- Task description: Could you output the material below from the line containing "Spot the street" through its end, both ends included, reproducing every line unchanged?

Entries from a point annotation set

>> START

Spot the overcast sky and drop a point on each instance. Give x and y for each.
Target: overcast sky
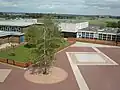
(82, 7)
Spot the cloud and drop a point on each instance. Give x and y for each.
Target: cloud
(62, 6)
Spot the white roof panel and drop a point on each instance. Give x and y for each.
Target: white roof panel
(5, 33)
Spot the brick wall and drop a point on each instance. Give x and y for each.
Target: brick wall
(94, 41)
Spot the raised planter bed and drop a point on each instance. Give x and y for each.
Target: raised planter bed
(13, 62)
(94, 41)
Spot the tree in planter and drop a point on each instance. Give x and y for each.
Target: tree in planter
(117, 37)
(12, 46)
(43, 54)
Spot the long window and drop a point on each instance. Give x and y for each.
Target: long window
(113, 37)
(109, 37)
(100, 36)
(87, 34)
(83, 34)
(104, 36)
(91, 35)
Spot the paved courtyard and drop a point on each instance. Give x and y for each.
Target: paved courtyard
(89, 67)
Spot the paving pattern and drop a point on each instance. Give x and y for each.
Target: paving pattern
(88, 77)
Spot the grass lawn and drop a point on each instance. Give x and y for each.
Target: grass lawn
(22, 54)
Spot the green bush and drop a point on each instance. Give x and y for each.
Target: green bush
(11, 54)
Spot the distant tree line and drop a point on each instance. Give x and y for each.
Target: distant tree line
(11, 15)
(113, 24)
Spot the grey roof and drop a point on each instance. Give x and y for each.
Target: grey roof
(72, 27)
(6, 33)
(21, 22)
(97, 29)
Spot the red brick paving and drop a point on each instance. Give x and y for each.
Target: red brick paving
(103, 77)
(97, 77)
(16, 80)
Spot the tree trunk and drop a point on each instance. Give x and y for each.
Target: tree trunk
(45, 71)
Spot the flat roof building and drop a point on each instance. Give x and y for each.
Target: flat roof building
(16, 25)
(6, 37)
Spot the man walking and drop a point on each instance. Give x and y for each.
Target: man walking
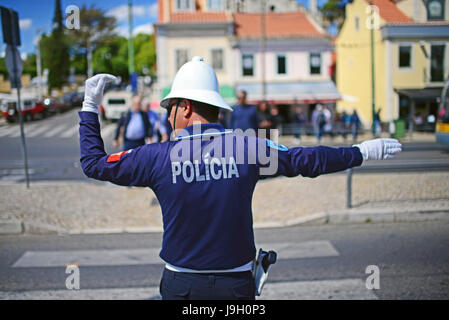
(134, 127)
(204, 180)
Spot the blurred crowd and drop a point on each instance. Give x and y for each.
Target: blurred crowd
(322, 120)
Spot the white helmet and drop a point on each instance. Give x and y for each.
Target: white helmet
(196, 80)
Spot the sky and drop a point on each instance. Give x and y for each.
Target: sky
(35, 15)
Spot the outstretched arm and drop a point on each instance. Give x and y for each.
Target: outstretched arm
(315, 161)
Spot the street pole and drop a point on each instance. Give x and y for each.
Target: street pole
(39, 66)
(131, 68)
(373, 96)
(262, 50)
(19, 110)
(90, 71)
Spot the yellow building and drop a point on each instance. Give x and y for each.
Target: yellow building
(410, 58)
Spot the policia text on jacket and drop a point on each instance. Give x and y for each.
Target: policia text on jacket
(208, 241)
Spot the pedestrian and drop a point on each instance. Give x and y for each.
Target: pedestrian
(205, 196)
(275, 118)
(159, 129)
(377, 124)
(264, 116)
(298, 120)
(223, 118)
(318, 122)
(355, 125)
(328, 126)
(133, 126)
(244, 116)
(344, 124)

>> END

- Problem solution:
Spot the street pole and drop a point on each instance. Give x and y for each.
Target: street pole
(39, 66)
(131, 68)
(373, 96)
(262, 50)
(19, 110)
(90, 71)
Spot the yellow building and drop a point on each instance. Give x and y for each.
Target: yellow building
(410, 58)
Spot the policia text on jacket and drop a point on each instance. Give x and y for each.
Target: policia text on jacket
(208, 241)
Spot the pedestrian and drop a point on each instance. Give x and y for each.
Target: pedestrian
(205, 196)
(275, 118)
(159, 129)
(377, 124)
(264, 116)
(298, 120)
(223, 118)
(318, 122)
(355, 125)
(328, 126)
(133, 126)
(244, 116)
(344, 124)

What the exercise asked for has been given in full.